__Tasks to perform__.
**1.** Could you print the part of the Darfur passage starting with "There is no" and going on through "memorial in Rwanda.", word for word?
**2.** Can you proceed with the passage on the violence in Darfur, picking up after its last sentence?

# start of Source

Darfuris say a genocide is taking place in Darfur, similar to the one they experienced in the early 2000s at the hands of the Sudanese state and Janjaweed militias, whose formalised version, the Rapid Support Forces paramilitaries (RSF), are now accused of using even heavier weaponry to the same end.

There is no lack of evidence of the massacres taking place in Darfur. Survivors in refugee camps in Chad described escaping “a scene from hell”.

The 500,000 Sudanese refugees who have fled to Chad since fighting began in April have to survive in makeshift camps in the desert, where aid agencies lack the money to dig wells for clean water or build toilets.

While the RSF expand their control over Darfur, bringing yet more accusations of abuses, the paramilitary force’s leader, Mohamed Hamdan Dagolo, has been able to play the statesman, visiting half a dozen African countries, meeting their presidents and even visiting the genocide memorial in Rwanda.

# end of Source
# start of Material shown

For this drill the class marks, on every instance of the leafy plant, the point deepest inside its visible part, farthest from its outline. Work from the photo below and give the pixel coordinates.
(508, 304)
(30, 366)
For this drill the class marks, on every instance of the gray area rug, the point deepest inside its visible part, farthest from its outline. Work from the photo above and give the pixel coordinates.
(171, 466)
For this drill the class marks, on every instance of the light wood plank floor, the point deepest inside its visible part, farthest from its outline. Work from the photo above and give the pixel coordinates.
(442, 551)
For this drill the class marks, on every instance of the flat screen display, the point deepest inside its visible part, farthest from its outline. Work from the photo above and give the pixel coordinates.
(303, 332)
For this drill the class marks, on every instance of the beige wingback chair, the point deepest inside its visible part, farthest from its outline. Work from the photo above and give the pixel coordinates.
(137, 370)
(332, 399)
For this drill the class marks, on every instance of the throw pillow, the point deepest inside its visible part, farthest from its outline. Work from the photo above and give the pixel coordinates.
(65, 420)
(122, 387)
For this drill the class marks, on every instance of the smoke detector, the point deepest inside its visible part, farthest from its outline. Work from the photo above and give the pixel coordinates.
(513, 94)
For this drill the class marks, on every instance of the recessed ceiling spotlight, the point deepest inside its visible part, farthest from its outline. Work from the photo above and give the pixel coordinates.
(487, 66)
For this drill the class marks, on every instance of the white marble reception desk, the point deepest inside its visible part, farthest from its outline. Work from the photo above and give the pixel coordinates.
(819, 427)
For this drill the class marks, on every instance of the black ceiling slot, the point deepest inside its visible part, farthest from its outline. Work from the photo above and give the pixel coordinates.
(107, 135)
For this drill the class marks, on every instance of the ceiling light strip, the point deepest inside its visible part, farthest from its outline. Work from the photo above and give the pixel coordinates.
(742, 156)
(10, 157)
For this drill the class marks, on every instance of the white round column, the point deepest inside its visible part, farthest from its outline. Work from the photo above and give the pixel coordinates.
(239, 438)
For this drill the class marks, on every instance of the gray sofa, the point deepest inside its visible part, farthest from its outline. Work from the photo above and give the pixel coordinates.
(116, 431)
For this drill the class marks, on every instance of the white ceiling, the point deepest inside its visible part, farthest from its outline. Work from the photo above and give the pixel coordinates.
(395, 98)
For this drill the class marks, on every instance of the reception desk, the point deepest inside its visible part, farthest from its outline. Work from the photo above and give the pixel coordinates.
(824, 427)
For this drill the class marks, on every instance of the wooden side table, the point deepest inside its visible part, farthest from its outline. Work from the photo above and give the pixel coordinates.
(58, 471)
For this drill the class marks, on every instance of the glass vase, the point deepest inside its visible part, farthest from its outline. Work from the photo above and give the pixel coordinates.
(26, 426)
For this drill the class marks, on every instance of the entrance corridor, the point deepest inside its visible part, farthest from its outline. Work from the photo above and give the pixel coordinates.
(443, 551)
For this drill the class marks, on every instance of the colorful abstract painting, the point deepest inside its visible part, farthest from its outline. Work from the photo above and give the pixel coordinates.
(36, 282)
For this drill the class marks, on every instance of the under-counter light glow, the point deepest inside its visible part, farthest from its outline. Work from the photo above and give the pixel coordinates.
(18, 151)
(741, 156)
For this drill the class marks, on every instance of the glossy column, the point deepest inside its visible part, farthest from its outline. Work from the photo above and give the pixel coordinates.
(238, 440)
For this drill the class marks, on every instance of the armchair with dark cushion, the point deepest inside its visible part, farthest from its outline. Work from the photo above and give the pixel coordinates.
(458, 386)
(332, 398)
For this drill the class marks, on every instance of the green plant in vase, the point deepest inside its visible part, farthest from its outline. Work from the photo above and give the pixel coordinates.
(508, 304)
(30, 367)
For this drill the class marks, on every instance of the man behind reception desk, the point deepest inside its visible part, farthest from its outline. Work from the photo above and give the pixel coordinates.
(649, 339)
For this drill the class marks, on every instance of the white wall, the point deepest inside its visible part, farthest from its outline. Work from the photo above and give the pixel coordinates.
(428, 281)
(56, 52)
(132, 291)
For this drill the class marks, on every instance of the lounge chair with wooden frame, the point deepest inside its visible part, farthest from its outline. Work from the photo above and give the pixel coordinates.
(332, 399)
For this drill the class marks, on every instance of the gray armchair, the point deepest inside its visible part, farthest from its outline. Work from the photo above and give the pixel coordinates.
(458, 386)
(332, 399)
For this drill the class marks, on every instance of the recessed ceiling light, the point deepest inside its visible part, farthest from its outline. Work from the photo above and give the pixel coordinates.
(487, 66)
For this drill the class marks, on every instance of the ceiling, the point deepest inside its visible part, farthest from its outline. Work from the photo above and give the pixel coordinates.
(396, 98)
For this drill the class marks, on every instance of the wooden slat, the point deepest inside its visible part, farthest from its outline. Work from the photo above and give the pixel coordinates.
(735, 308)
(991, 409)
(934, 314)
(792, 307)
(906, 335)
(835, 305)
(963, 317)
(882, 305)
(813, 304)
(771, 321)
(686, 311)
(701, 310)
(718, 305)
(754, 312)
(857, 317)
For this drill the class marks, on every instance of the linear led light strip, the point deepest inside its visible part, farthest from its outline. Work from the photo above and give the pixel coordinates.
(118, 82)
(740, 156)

# end of Material shown

__Results of the exercise__.
**1.**
There is no lack of evidence of the massacres taking place in Darfur. Survivors in refugee camps in Chad described escaping “a scene from hell”.

The 500,000 Sudanese refugees who have fled to Chad since fighting began in April have to survive in makeshift camps in the desert, where aid agencies lack the money to dig wells for clean water or build toilets.

While the RSF expand their control over Darfur, bringing yet more accusations of abuses, the paramilitary force’s leader, Mohamed Hamdan Dagolo, has been able to play the statesman, visiting half a dozen African countries, meeting their presidents and even visiting the genocide memorial in Rwanda.

**2.**
Dagolo, better known as Hemedti, is himself accused of genocide in Darfur during the 2000s as a Janjaweed commander, but inaction on Darfur means he has been able to switch his military uniform for a suit and tie as he poses with the likes of the Kenyan president, William Ruto, and South Africa’s Cyril Ramaphosa.

The focus has often been on the battle for Khartoum, and conflicts further abroad, but in Darfur, where militiamen describe Indigenous people as “slaves”, there is a desperate need to end the genocide taking place under the eyes of the world.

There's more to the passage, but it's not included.